[Segmentation dataset excerpts]

====

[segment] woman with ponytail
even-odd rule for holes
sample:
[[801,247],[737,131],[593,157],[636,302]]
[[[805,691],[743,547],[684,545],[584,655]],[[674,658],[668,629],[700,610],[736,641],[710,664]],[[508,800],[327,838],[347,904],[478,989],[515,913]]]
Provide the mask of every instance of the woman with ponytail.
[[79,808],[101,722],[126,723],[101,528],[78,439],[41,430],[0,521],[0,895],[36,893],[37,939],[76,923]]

====

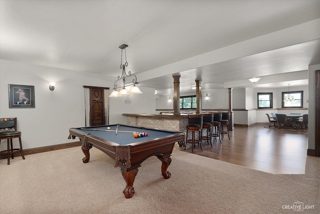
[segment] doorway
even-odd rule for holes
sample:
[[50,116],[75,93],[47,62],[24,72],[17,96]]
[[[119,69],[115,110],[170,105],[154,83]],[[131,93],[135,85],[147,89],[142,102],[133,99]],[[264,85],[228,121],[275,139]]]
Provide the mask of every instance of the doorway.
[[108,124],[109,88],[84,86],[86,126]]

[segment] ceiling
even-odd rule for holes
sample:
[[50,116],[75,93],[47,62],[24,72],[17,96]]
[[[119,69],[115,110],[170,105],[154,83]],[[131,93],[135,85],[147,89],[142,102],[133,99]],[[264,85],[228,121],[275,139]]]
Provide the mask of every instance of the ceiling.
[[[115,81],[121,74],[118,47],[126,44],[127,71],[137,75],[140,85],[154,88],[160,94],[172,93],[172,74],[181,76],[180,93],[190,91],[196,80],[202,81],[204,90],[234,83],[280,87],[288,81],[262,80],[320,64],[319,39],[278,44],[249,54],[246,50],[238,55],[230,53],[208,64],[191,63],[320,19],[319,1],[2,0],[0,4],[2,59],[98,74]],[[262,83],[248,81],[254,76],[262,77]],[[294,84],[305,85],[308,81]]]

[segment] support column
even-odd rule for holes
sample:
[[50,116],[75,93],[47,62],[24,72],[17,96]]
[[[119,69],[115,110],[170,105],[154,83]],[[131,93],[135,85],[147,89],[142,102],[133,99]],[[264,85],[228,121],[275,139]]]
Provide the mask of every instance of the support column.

====

REQUIREMENTS => Lay out the lines from the one containing "[segment] doorway" down to the one containing "[[108,124],[109,88],[84,86],[86,126]]", both included, as a numbered list, leaving out any blank lines.

TASK RESPONSE =>
1. [segment] doorway
2. even-odd rule for holes
3. sample:
4. [[50,116],[75,93],[47,62],[24,72],[17,96]]
5. [[[119,69],[115,110],[170,105],[154,83]],[[131,93],[135,85],[147,89],[142,102],[133,99]],[[264,85],[228,121],[275,139]]]
6. Provide the mask of every instance of the doorway.
7. [[108,124],[109,88],[84,86],[86,126]]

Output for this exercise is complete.